#### Text excerpt ####
As a result, diversity, specifically that offered in the grocery store, has gone way down. By putting a large focus on only a few varieties of each type of produce or breed of animal, we are risking genetic erosion and the future of food. That means diversity of our diet has decreased significantly as well. And studies have shown that a diverse diet is important because it leads to an diverse microbiome; with microbiome diversity being an essential if not THE essential component of health.
Developing Intimacy With Your Food
Learning to navigate through the food system of the era can be very complicated. Heather’s advice – shop local, and get to know your farmers. It can be overwhelming if you have limited knowledge of farming practices to know where to start. Begin by asking open ended questions about how they farm. Visit the market during a time when it is slower, so you have the chance to ask farmers questions. Begin to learn about the different types of farming practices. Learn about the different varieties of produce and animals that are available locally. And slowly, over time you will gather the knowledge base to make informed decisions about the food you want to consume. One caution – just because it is a stand at the market, doesn’t necessarily mean that the vendor knows the practices, or grew the produce themselves. Some venders will drive to the food distribution centre in a main city centre and then resell the produce locally. It’s important to source your food from farmers you trust. Although organic is typically the best, farm fresh produce like a tomato that is raised in fertile soil, with organic-like practices, that offers a variation different than what is in the grocery store may have more nutritious benefits than your standard mass produced tomato offered by the grocery store. Many small farmers that provide TLC to their crop simply can’t afford the $3000 required for the application to certify organic.
####
- [Brief 1]
Summarize the text on local food sourcing in two sentences.
- [Brief 2]
List every step the text on local food sourcing recommends for someone who has limited knowledge of farming practices and doesn't know where to start.
- [Brief 3]
Continue the text on local food sourcing from its final sentence.
#### Available data ####
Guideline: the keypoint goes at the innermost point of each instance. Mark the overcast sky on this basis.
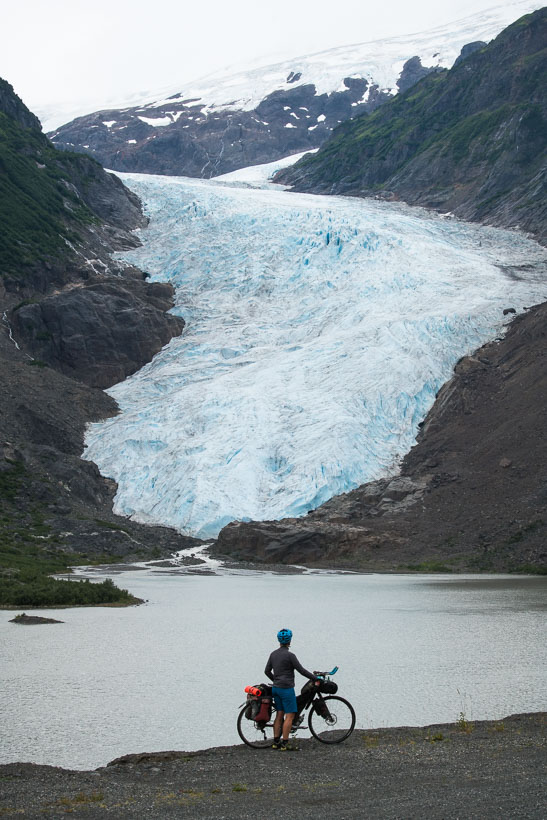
(61, 50)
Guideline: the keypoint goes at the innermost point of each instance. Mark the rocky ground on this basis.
(490, 769)
(472, 494)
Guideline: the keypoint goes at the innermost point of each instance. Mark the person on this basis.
(280, 670)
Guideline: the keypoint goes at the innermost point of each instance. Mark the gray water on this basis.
(170, 674)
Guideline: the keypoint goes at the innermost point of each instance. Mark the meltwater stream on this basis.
(318, 331)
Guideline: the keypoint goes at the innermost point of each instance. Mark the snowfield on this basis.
(319, 330)
(243, 87)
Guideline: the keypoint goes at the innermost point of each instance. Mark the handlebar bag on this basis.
(328, 687)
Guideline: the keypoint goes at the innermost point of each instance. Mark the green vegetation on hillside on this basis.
(40, 208)
(472, 137)
(30, 553)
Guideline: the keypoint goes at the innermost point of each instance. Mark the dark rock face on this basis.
(470, 140)
(413, 70)
(472, 493)
(33, 620)
(13, 107)
(100, 332)
(469, 49)
(70, 323)
(201, 143)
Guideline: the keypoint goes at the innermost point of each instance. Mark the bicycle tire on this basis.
(255, 736)
(339, 724)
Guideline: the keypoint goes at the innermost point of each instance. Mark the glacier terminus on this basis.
(318, 332)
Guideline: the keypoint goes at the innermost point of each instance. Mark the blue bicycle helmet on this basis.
(284, 636)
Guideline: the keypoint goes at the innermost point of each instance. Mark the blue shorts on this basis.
(284, 699)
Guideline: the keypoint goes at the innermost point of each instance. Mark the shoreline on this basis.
(489, 769)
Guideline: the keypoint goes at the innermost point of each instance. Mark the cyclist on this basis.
(280, 670)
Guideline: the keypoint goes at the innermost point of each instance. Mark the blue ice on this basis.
(319, 330)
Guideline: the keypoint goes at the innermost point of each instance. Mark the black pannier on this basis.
(328, 687)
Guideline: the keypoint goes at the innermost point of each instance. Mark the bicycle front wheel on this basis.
(332, 719)
(258, 735)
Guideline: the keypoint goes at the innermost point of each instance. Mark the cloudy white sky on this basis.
(61, 50)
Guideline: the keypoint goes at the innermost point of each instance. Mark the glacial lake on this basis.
(170, 674)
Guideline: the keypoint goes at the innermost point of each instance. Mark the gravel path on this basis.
(490, 769)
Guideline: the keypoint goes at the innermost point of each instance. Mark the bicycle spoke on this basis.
(332, 719)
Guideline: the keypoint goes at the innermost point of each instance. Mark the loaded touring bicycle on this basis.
(329, 718)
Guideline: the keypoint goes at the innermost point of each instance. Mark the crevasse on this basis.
(319, 330)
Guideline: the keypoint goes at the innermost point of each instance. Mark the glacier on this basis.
(318, 332)
(244, 86)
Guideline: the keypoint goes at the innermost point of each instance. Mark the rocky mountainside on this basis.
(470, 140)
(72, 320)
(471, 495)
(223, 123)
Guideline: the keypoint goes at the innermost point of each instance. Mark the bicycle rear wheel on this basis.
(256, 735)
(336, 724)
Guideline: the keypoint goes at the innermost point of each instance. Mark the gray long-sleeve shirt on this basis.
(280, 668)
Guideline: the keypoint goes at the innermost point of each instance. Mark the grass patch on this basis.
(30, 553)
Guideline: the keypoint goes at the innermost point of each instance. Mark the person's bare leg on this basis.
(277, 724)
(287, 724)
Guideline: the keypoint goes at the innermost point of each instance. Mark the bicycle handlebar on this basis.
(326, 674)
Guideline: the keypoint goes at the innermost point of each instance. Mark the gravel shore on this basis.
(486, 769)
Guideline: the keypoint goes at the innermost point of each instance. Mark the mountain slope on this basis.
(470, 140)
(471, 494)
(64, 302)
(229, 121)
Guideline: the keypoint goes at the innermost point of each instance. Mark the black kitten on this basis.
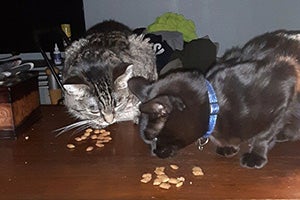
####
- [Answer section 1]
Focusing on only a few varieties of produce and breeds of animals has sharply reduced the diversity found in grocery stores, and with it the diversity of our diet, which matters because a diverse diet leads to a diverse microbiome that is essential to health. The recommended response is to shop local and get to know farmers you trust, since farm-fresh produce grown with organic-like practices may offer more nutritious benefits than standard mass-produced grocery-store produce, even when small farmers can't afford organic certification.

- [Answer section 2]
- Ask farmers open-ended questions about how they farm.
- Visit the market during a slower time so there is a chance to ask farmers questions.
- Learn about the different types of farming practices.
- Learn about the different varieties of produce and animals that are available locally.

- [Answer section 3]
Begin to foster your own intimacy with food. You can start at the very begining of the process. Grow your own food. Yes, even if you are in an apartment, this is still possible for you. (Unless, like me, you have had squirrels break into through the window of your apartment and eat your beans…. but that I can guarantee, is a rare occurrence). What can you grow? Try starting with sprouts & micro greens. Check out your local health food store for some organic seeds and growing instructions. And begin to create an appreciation of how things grow, and develop a respect for the food that fuels you. Notice how its feels to consume food that you gave your own TLC to. And if you have space, try your hand at gardening. It gets you outside in nature, which has proven health benefits.
Start too cook your food with care and curiosity. One of the most memorable moments of a mindfulness course I participated in was when a woman shared the immense joy she found when she slowed down and a started being mindful of every moment of her cooking experience – the colour of the vegetables, the feel of them against her skin, the taste of the spices on the tester spoon, the aromatic scent that filled her house. Challenge yourself by cooking mindfully, at least once a week.
And don’t forget to share your joyous creation with others. Make your meals a social place, and bring back the community aspect of eating to your kitchen table.